Stored records
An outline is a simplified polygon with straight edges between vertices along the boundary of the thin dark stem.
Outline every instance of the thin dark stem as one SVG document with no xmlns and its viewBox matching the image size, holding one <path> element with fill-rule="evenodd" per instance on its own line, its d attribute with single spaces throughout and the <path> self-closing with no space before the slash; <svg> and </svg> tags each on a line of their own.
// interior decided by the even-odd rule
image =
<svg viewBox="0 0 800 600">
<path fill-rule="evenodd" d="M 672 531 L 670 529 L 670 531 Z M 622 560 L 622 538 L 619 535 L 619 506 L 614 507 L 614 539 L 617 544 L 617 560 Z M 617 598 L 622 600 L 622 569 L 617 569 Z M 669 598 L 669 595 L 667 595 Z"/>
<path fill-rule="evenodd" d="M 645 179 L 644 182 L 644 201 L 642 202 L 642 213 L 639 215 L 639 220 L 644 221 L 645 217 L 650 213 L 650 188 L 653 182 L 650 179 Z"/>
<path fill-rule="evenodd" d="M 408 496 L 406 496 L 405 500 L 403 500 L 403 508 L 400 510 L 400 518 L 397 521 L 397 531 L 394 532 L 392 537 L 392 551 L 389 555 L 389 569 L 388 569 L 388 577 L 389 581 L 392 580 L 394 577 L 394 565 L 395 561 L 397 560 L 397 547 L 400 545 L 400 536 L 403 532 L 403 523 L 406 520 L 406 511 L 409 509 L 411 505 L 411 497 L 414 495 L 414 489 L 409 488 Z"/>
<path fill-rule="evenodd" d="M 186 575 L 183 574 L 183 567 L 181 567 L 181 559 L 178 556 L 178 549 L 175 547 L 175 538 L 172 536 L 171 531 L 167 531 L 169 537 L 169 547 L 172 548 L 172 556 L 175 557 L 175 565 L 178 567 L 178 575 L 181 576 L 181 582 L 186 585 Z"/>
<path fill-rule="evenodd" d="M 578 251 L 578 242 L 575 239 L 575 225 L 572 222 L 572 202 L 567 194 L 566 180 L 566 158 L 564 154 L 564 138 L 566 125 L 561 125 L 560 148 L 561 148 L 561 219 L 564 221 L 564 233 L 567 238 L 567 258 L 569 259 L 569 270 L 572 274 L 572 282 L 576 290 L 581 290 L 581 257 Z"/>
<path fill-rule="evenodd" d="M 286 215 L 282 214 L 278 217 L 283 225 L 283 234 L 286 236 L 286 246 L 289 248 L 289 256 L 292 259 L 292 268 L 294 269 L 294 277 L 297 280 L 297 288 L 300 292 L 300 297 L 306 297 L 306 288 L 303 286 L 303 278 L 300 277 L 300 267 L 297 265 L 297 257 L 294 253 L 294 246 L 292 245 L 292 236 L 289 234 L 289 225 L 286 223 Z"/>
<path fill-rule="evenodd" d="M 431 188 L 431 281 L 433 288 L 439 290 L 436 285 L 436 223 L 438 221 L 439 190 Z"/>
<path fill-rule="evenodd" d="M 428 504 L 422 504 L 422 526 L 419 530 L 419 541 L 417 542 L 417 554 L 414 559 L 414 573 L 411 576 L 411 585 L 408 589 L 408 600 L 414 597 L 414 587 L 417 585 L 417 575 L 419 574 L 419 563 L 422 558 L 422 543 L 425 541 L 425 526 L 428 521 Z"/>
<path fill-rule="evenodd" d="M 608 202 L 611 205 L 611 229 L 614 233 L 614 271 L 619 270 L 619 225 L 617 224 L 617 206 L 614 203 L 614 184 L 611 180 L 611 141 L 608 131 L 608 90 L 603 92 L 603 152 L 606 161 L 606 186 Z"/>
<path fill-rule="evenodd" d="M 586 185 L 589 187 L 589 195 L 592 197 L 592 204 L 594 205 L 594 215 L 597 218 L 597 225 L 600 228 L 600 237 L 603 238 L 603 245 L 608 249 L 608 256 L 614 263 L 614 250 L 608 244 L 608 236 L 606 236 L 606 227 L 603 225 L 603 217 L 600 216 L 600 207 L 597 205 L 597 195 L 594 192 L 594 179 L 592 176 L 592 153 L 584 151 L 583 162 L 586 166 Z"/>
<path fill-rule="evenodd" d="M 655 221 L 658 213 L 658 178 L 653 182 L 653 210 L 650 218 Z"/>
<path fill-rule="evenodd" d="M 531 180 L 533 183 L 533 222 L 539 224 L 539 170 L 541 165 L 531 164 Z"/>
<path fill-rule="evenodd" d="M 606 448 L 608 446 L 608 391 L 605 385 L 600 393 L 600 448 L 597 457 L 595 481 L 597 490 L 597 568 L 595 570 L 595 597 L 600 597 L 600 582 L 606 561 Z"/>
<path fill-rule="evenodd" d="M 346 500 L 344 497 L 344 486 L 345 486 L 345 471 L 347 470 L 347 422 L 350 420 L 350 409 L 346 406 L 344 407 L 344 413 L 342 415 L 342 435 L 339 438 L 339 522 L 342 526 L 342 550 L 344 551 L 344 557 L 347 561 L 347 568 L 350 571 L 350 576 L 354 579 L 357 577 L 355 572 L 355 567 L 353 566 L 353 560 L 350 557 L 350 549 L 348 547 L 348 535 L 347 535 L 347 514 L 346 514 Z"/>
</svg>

• YOUR INSTRUCTIONS: A word-for-word copy of all the entries above is required.

• TASK ANSWER:
An outline is a simplified polygon with straight edges between vertices along the boundary of the thin dark stem.
Outline every instance of the thin dark stem as one SVG document with no xmlns and its viewBox matching the image size, holding one <path> element with fill-rule="evenodd" per instance on its own line, its d attribute with single spaces throughout and the <path> self-closing with no space before the slash; <svg> and </svg> tags each on a line of their own.
// interior decided by the even-odd rule
image =
<svg viewBox="0 0 800 600">
<path fill-rule="evenodd" d="M 672 531 L 670 529 L 670 531 Z M 622 560 L 622 538 L 619 535 L 619 506 L 614 507 L 614 539 L 617 544 L 617 560 Z M 617 598 L 622 600 L 622 569 L 617 569 Z M 669 598 L 669 595 L 667 595 Z"/>
<path fill-rule="evenodd" d="M 645 179 L 644 182 L 644 201 L 642 202 L 642 213 L 639 215 L 639 220 L 644 221 L 645 217 L 650 213 L 650 188 L 653 182 L 650 179 Z"/>
<path fill-rule="evenodd" d="M 408 496 L 406 496 L 405 500 L 403 500 L 403 508 L 400 510 L 400 518 L 397 521 L 397 531 L 394 532 L 392 537 L 392 551 L 389 555 L 389 569 L 388 569 L 388 577 L 389 581 L 392 580 L 394 577 L 394 565 L 395 561 L 397 560 L 397 547 L 400 545 L 400 536 L 403 532 L 403 523 L 406 520 L 406 511 L 409 509 L 411 505 L 411 497 L 414 495 L 414 489 L 409 488 Z"/>
<path fill-rule="evenodd" d="M 186 575 L 183 574 L 183 567 L 181 567 L 181 559 L 178 556 L 178 549 L 175 547 L 175 538 L 172 536 L 171 531 L 167 531 L 169 537 L 169 547 L 172 548 L 172 556 L 175 557 L 175 565 L 178 567 L 178 575 L 181 576 L 181 582 L 186 585 Z"/>
<path fill-rule="evenodd" d="M 578 251 L 578 242 L 575 239 L 575 225 L 572 222 L 572 202 L 567 194 L 566 180 L 566 158 L 564 154 L 564 138 L 566 125 L 561 125 L 560 148 L 561 148 L 561 219 L 564 221 L 564 233 L 567 238 L 567 258 L 569 259 L 569 270 L 572 274 L 572 282 L 576 290 L 581 290 L 581 257 Z"/>
<path fill-rule="evenodd" d="M 286 215 L 282 214 L 278 217 L 283 225 L 283 234 L 286 236 L 286 246 L 289 248 L 289 256 L 292 259 L 292 268 L 294 269 L 294 277 L 297 280 L 297 288 L 300 292 L 300 297 L 306 297 L 306 288 L 303 286 L 303 278 L 300 277 L 300 267 L 297 265 L 297 257 L 294 253 L 294 246 L 292 245 L 292 236 L 289 234 L 289 225 L 286 223 Z"/>
<path fill-rule="evenodd" d="M 431 188 L 431 281 L 433 288 L 439 290 L 436 285 L 436 223 L 438 221 L 439 190 Z"/>
<path fill-rule="evenodd" d="M 428 504 L 422 504 L 422 526 L 419 530 L 419 541 L 417 542 L 417 554 L 414 559 L 414 573 L 411 576 L 411 585 L 408 589 L 408 600 L 414 597 L 414 587 L 417 585 L 417 575 L 419 574 L 419 563 L 422 558 L 422 543 L 425 541 L 425 526 L 428 521 Z"/>
<path fill-rule="evenodd" d="M 608 202 L 611 205 L 611 229 L 614 233 L 614 271 L 619 270 L 619 225 L 617 224 L 617 206 L 614 203 L 614 184 L 611 180 L 611 141 L 608 131 L 608 90 L 603 92 L 603 152 L 606 161 L 606 186 Z"/>
<path fill-rule="evenodd" d="M 586 185 L 589 187 L 589 195 L 592 197 L 592 204 L 594 205 L 594 215 L 597 218 L 597 225 L 600 228 L 600 237 L 603 238 L 603 245 L 608 249 L 608 256 L 614 263 L 614 250 L 608 244 L 608 236 L 606 236 L 606 227 L 603 225 L 603 217 L 600 216 L 600 207 L 597 205 L 597 195 L 594 192 L 594 179 L 592 176 L 592 153 L 584 151 L 583 162 L 586 166 Z"/>
<path fill-rule="evenodd" d="M 655 221 L 658 213 L 658 178 L 653 182 L 653 210 L 650 218 Z"/>
<path fill-rule="evenodd" d="M 531 180 L 533 183 L 533 222 L 539 224 L 539 170 L 541 165 L 531 164 Z"/>
<path fill-rule="evenodd" d="M 606 448 L 608 446 L 608 391 L 605 385 L 600 393 L 600 448 L 597 457 L 595 481 L 597 490 L 597 568 L 595 570 L 595 597 L 600 597 L 600 582 L 606 561 Z"/>
<path fill-rule="evenodd" d="M 346 500 L 344 497 L 344 486 L 345 486 L 345 471 L 347 470 L 347 422 L 350 420 L 350 409 L 346 406 L 344 407 L 344 413 L 342 415 L 342 435 L 339 438 L 339 522 L 342 526 L 342 550 L 344 551 L 344 557 L 347 561 L 347 568 L 350 571 L 350 576 L 354 579 L 357 577 L 355 572 L 355 567 L 353 566 L 353 560 L 350 557 L 350 549 L 348 547 L 348 535 L 347 535 L 347 514 L 346 514 Z"/>
</svg>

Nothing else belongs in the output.